(A run of records)

###

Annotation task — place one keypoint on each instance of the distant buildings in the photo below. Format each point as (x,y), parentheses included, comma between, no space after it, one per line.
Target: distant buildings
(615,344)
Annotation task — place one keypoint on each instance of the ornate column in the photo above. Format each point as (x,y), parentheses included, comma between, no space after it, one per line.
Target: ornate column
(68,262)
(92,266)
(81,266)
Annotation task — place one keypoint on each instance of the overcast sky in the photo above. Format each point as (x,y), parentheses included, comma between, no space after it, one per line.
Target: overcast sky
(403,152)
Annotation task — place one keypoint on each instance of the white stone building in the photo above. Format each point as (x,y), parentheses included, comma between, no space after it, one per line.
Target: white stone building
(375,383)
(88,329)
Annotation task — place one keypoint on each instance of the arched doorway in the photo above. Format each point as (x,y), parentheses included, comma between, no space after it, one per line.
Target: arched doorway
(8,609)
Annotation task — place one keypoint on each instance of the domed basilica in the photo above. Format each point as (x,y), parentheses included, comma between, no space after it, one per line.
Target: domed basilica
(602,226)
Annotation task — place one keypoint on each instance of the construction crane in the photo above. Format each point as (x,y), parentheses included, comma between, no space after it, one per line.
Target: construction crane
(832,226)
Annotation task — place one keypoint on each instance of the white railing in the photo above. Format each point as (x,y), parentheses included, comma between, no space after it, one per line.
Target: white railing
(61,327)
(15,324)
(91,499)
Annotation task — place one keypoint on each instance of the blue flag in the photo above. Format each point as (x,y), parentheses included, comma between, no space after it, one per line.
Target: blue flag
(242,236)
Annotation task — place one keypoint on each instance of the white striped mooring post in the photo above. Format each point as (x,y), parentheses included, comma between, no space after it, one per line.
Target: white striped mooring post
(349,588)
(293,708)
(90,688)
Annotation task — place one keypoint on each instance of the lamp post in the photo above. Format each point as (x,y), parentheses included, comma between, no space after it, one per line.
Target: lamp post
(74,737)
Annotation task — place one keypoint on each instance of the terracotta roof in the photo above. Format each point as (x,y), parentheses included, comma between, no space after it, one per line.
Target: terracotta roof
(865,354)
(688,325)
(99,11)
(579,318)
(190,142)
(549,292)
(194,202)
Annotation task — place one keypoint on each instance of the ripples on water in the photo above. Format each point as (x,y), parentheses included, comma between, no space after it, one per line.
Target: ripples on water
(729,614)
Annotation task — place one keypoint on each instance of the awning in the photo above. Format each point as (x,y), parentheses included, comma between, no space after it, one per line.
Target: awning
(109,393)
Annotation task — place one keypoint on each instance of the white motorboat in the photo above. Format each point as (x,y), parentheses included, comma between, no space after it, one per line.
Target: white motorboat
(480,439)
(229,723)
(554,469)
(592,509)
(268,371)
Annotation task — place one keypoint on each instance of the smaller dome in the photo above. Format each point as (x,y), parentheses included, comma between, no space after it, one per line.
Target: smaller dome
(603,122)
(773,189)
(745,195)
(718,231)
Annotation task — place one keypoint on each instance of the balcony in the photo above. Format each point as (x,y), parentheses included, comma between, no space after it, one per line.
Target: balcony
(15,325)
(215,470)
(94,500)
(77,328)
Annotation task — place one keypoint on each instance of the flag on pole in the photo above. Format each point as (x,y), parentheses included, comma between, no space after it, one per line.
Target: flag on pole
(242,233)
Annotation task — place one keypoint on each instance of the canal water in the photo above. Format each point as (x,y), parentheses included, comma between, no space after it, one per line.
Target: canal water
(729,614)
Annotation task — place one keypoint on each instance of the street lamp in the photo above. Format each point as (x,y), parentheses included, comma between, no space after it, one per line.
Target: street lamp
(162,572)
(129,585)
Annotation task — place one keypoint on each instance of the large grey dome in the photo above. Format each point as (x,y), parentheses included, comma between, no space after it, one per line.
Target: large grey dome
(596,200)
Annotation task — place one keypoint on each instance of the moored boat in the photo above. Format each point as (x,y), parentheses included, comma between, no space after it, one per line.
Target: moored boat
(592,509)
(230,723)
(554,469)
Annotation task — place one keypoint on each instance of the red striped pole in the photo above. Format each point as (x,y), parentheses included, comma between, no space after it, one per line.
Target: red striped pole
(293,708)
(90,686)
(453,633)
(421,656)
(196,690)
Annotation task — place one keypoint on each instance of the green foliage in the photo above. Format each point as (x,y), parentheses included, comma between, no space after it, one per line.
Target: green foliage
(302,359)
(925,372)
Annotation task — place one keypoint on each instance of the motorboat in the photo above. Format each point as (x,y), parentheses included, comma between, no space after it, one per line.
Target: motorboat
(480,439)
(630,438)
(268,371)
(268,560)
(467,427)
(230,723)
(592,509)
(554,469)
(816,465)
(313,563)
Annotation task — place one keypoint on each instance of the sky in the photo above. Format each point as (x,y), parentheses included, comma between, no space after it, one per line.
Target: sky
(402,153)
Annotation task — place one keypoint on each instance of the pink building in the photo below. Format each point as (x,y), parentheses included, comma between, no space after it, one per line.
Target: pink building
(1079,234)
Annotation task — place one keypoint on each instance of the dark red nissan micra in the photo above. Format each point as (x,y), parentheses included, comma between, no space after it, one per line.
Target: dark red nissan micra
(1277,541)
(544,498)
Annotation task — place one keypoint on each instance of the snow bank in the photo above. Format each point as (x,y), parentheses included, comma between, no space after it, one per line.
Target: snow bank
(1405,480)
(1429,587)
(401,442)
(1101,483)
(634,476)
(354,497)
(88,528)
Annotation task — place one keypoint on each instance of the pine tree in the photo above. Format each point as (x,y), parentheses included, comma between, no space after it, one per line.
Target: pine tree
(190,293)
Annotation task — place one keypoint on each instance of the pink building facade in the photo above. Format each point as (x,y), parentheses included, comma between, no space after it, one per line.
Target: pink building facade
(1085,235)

###

### TASK TO CARRY OUT
Reproduce the whole listing word for word.

### FULL SOLUTION
Annotation task — place one keypoint on each instance of the distant buildings in the photo below. Format each point as (x,y), parentheses included, comma between, no space after it, one per line.
Target: distant buildings
(615,344)
Annotation task — place one keypoint on each instance of the ornate column in the photo above. Format each point as (x,y), parentheses included, comma between, no space after it, one per line.
Target: ornate column
(68,262)
(92,266)
(81,266)
Annotation task — place one keypoint on each instance of the overcast sky in the photo above. Format each point as (x,y), parentheses included, comma between, no space after it, one per line.
Target: overcast sky
(403,152)
Annotation task — place one keypoint on each instance of the white stone building in the photo above. Format each point as (x,y), parentheses included, comma between, no space after it, one per line.
Target: white stone building
(375,383)
(88,329)
Annotation task — place one keypoint on each instance of the arched doorway in the photo above. Format each point as (x,y), parentheses included, comma between, no space after it, one per line.
Target: arched doorway
(8,609)
Annotation task — place one keypoint on each instance of the domed basilica in the photo above. Format each point as (x,y), parentheses included, comma between, no space after it, one per line.
Target: domed basilica
(602,226)
Annotation task — place one keypoint on each instance of the construction crane in the photo above. Format each point as (x,y), parentheses included, comma between, no space after it, one per line.
Target: construction crane
(832,226)
Annotation task — place one keypoint on each instance of the white railing in the photo above. Format each point as (x,y), parentheses included, comma between, no space after it, one per line.
Target: white railing
(61,327)
(15,324)
(91,499)
Annotation task — place one keypoint on each instance of the blue flag in the photo above. Format each point as (x,y), parentheses included, comma between, no space after it, one per line.
Target: blue flag
(242,236)
Annotation task — place one keypoint on each instance of the white striped mooring post in the photo above. Format each point as (x,y), parentheses included, comma between, no space after it, one per line.
Target: white striped mooring post
(349,588)
(293,708)
(90,688)
Annotation task — place one keypoint on each instance of the lamp post in the photo above. Format each point as (x,y), parentheses included, comma between, no space after it, one per line.
Target: lamp post
(74,737)
Annotation task — place one keypoint on each instance of the terracotta roof in the photo above. Format each point as (x,y), parentheses included, comma between, no space after it, one per line.
Target: terracotta roof
(865,354)
(688,325)
(99,11)
(579,318)
(190,142)
(549,292)
(194,202)
Annotation task — place one keypoint on each instance of the ripples on water in the photo above. Format each point as (x,y), parentheses included, comma between, no space after it, one per line.
Target: ripples on water
(729,614)
Annotation task — place one keypoint on each instance of the awning in the photo above. Format each point as (x,y), parentheses included, comma between, no space after it, one per line.
Target: awning
(109,393)
Annotation task — place one keypoint on each instance of the white motorboat in the photo above. Format each point as (x,y), parentheses included, comma between, no space after it, one per line.
Target: white motorboat
(480,439)
(229,723)
(554,469)
(592,509)
(268,371)
Annotation task — place one keypoint on each instance of the smaller dome in the photo above. Format each point as (x,y), parentheses included, comma between, no space after it, one per line.
Target: smaller dome
(603,122)
(773,189)
(745,195)
(718,231)
Annotation task — place one keypoint on each instance of the balcony in the photo above. Format each point as (x,y), parentheses included, comma between, no space after it, one per line.
Target: balcony
(15,325)
(215,470)
(94,500)
(77,328)
Annotation task — place one keypoint on each instance of the flag on pole in the photo above. Format each point as (x,y), parentheses included, comma between, no space after it, one per line.
Target: flag on pole
(242,233)
Annotation task — place one keypoint on each instance of the canal water in the photo above. Format each point as (x,y), parentheses included, comma between, no space after it, one per line.
Target: canal water
(729,614)
Annotation task — place one keypoint on each instance of the street lamp in the photo above. Format each point as (x,y), parentheses included, comma between, no space after it, one per line.
Target: street lamp
(162,572)
(129,585)
Annotation task — place one keypoint on each instance of the large grey dome in the photo above. Format each point as (x,y), parentheses included, comma between, no space after it, one per line.
Target: large grey dome
(596,200)
Annotation task — place one keypoint on each instance of the moored boat in the photo above. Format each point as (x,y), parentheses included, comma between, no space after it, one per line.
Target: moored boat
(592,509)
(230,723)
(554,469)
Annotation task — place one keypoint on each instance of the red striped pole in the photo above. Format each point as (x,y), parentheses included, comma between, no space after it, one per line.
Target: red striped pole
(293,708)
(90,686)
(453,633)
(421,656)
(196,690)
Annotation task — place one keypoint on each instance of the green foliage in the photo above. Format each point as (x,y), parentheses included, comma between, no space after it, one per line.
Target: green foliage
(302,359)
(925,372)
Annotation task — place one keypoint on each instance of the motorboat in the photo above. Format each point as (x,y), parentheses included, comma between, no space after it, one per line.
Target: motorboat
(480,439)
(630,438)
(268,371)
(268,560)
(467,427)
(230,723)
(592,509)
(554,469)
(816,465)
(313,563)
Annotation task — place one keypoint on each instance of the sky in the photo above. Format each point as (x,y), parentheses included, comma between, no space after it, one per line.
Target: sky
(402,153)
Annotation task — place one keypoint on each instance of the pink building in the photo below. Format each point as (x,y), parentheses included, comma between, no space after it, one per line.
Target: pink building
(1079,234)
Annotation task — place one keypoint on each instance of the dark red nissan micra in the photo above. Format each point as (x,y), parentheses included, comma between, no space after it, one per line.
Target: dark red nissan micra
(1277,541)
(544,498)
Annotation task — place one keypoint on each instance of the snow bank in the photo above. Format each point as (x,y), parentheses included, comma between, no space after it, one per line.
Target: snow bank
(1405,480)
(1429,587)
(401,442)
(1101,483)
(634,476)
(354,497)
(88,528)
Annotation task — place one keypoint on each instance of the pine tree in the photo above. Format each point as (x,y), parentheses included, comma between, no space after it, one per line.
Target: pine tree
(190,293)
Annotation task — place one keypoint on each instance of the pink building facade in the photo above. Format each point as (x,y), parentheses included, comma between, no space after it, one per line.
Target: pink building facade
(1085,235)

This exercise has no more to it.